### Required action 1
Can you retype the forum thread on hanging Python jobs from "This seems to" to "write the outputs."?
### Required action 2
What comes next in the forum thread on Python multiprocessing jobs hanging in Dataiku? Write the continuation that follows its last sentence.

BUG: python multithreading leads to hanging jobs in partitioned data flows
Hi,
I am using dataiku 6.0.3 with partitioned datasets. When I run a python job between two partitioned datasets on 5 parallel jobs, using ProcessPoolExecutor with 2 or more cores (my machine has 16 cores), the jobs never finish. They get stalled and in the log [dku.job.slave] - Sending status update followd by "Status update sent" is repeated.
This seems to be a bug.
Answers
-
Hi,
Please note that when you run a Python recipe, DSS simply starts your code and Python runs it, DSS does not alter it in any way. If your Python code does not progress, you would need to investigate what your Python code is doing, possibly by grabbing Python stacks.
DSS does not have any specific handling for multi-processed code. However, a case where DSS might interfere with such a job is if you pass a "DatasetWriter" object (i.e. the result of dataset.get_writer) from one process to another. This is because this DatasetWriter has a finalizer and duplicating it will lead to unexpected things happening. You should in that case make sure that you perform all computations in subprocesses, then close the pool, then write the outputs.

Items from a dataset:
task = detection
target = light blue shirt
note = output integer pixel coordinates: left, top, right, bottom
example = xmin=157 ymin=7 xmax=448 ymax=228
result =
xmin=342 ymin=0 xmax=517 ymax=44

==

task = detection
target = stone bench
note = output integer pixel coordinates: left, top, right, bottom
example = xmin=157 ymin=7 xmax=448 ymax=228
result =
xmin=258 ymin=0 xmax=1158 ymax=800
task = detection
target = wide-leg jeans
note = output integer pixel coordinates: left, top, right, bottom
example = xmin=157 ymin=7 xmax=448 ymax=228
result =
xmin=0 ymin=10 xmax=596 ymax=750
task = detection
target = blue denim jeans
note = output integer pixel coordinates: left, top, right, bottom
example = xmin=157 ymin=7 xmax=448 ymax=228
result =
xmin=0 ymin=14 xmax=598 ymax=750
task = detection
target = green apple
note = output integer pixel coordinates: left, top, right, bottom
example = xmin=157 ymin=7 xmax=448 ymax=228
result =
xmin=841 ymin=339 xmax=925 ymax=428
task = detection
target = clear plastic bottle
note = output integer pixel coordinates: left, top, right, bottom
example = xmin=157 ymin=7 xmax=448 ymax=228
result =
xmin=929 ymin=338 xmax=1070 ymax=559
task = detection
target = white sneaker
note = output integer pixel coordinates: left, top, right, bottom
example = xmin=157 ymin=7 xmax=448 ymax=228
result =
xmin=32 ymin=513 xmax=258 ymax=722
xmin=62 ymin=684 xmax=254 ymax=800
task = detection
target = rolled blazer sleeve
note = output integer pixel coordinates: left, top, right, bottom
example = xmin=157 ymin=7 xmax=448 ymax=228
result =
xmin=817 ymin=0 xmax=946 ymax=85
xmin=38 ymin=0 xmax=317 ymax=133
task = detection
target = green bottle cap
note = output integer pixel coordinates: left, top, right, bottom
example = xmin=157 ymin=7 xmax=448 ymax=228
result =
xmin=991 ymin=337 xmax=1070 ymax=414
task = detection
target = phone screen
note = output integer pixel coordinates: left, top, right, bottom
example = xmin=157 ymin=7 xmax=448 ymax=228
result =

### Response area 1
This seems to be a bug.
Answers
-
Hi,
Please note that when you run a Python recipe, DSS simply starts your code and Python runs it, DSS does not alter it in any way. If your Python code does not progress, you would need to investigate what your Python code is doing, possibly by grabbing Python stacks.
DSS does not have any specific handling for multi-processed code. However, a case where DSS might interfere with such a job is if you pass a "DatasetWriter" object (i.e. the result of dataset.get_writer) from one process to another. This is because this DatasetWriter has a finalizer and duplicating it will lead to unexpected things happening. You should in that case make sure that you perform all computations in subprocesses, then close the pool, then write the outputs.

### Response area 2
If this does not help, could you attach a diagnosis of your job (From the job page, click Actions > Download job diagnosis) ?
-
Hi Clement,
if I run the code on 16 cores in the jupyter notebook the partition (that hangs otherwise) gets finished in 20 secs ! I also modified my python code now to not use multiprocessing and suddenly it also does not hang anymore when executing in flow.
So this clearly shows the incompatibility of DSS execution with multiprocessing.
Attached you find the output.log and log.log, whose file ending I had to change to be able to upload into this discussion.